Written request:
Pick out every line in the entries below that contains the word "golden", and copy each one.

** begin Input records **

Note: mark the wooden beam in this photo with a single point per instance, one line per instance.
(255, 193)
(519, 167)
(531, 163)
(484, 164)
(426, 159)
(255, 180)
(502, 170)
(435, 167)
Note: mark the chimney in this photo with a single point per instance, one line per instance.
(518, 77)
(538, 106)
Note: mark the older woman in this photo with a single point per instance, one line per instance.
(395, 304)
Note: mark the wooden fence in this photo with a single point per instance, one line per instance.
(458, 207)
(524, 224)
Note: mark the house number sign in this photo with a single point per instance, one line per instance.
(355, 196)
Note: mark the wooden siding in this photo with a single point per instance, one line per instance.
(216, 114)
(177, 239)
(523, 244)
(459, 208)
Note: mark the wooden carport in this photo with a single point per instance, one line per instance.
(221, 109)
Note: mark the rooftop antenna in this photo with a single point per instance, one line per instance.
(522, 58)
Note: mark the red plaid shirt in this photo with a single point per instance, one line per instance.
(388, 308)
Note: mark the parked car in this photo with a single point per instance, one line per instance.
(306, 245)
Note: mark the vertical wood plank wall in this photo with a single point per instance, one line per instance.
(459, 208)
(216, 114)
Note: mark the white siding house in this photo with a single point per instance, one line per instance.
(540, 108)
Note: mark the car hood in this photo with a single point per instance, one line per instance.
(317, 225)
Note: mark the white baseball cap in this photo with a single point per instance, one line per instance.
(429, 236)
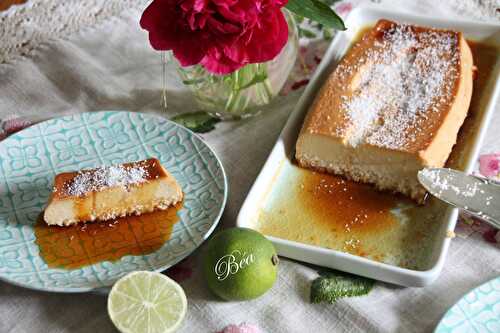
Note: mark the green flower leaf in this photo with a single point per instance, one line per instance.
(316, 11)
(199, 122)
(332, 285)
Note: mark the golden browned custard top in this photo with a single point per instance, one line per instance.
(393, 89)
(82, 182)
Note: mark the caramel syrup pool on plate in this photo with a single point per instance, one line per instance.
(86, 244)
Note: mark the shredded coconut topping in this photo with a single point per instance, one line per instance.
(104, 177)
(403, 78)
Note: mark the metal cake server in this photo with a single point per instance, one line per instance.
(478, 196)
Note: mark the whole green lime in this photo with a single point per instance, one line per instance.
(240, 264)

** end Input records **
** begin Input records **

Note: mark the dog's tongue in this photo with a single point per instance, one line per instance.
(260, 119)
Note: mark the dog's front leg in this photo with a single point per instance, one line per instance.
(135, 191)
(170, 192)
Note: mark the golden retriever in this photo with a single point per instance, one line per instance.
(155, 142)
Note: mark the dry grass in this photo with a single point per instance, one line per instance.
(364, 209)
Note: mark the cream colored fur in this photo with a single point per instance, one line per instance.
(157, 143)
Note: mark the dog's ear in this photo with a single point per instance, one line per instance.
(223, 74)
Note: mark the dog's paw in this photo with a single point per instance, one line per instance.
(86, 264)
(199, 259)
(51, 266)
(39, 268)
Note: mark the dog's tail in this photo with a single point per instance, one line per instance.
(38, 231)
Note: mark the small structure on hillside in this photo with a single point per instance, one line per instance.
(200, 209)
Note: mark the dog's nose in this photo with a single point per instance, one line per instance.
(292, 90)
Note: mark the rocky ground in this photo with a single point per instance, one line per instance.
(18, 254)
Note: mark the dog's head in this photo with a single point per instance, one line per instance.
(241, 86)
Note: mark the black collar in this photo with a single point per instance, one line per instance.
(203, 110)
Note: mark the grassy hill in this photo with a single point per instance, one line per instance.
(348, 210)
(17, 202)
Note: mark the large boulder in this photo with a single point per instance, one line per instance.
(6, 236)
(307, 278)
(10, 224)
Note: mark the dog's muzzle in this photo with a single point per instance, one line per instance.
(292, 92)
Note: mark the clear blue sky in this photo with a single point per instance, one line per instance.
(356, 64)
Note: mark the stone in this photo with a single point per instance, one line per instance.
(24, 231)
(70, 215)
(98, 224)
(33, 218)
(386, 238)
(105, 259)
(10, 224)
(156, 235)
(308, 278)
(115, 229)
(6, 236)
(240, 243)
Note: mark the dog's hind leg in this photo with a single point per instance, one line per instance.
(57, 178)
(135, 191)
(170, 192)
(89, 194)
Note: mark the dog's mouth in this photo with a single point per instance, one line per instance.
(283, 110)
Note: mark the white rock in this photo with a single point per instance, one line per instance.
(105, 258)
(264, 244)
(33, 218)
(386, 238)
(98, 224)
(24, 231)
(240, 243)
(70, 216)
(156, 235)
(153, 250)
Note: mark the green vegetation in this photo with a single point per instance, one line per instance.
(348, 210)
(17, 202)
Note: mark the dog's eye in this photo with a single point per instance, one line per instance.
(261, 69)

** end Input records **
** begin Input records **

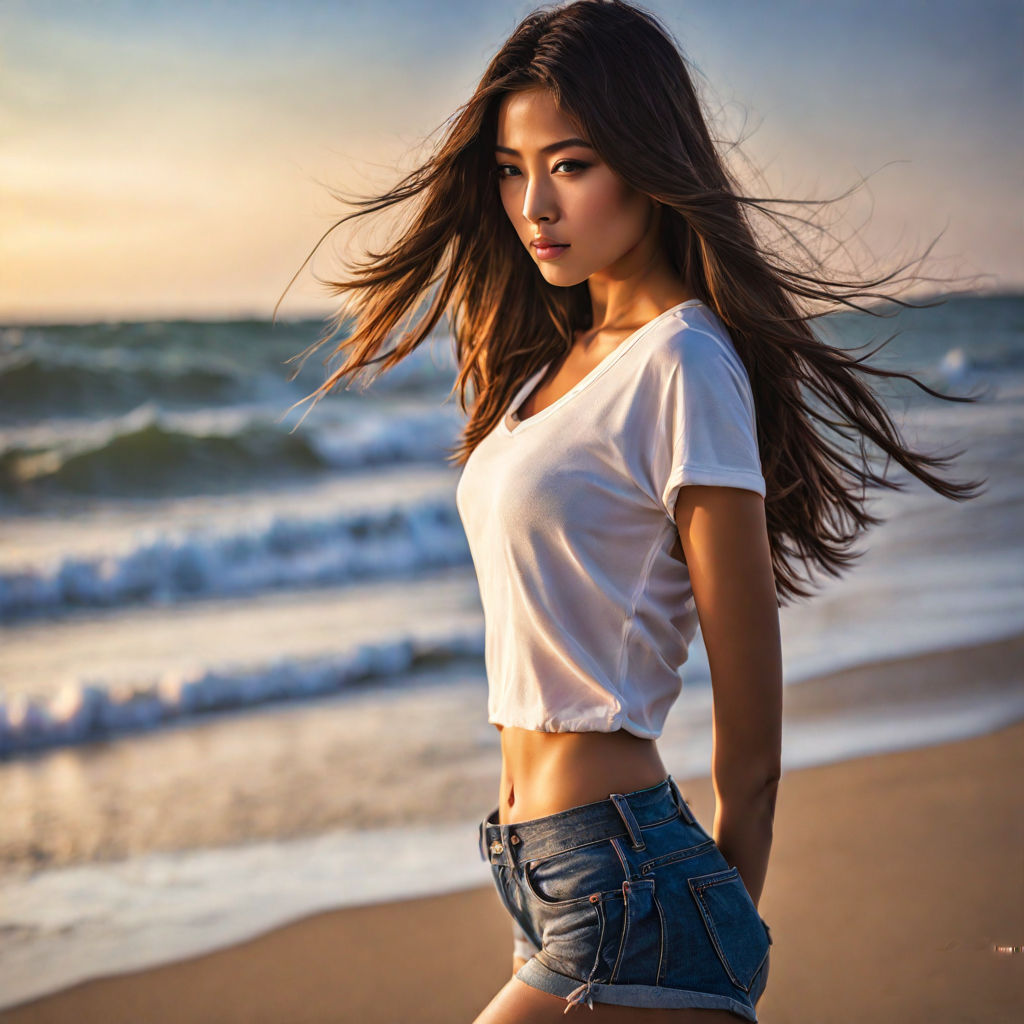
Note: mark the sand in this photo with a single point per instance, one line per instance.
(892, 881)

** end Input records **

Solution:
Note: mark the golden browned custard top in this photo with a single point per instance, one line per instance.
Note: mark the golden retriever in this photo with a single point per instance, one line per instance.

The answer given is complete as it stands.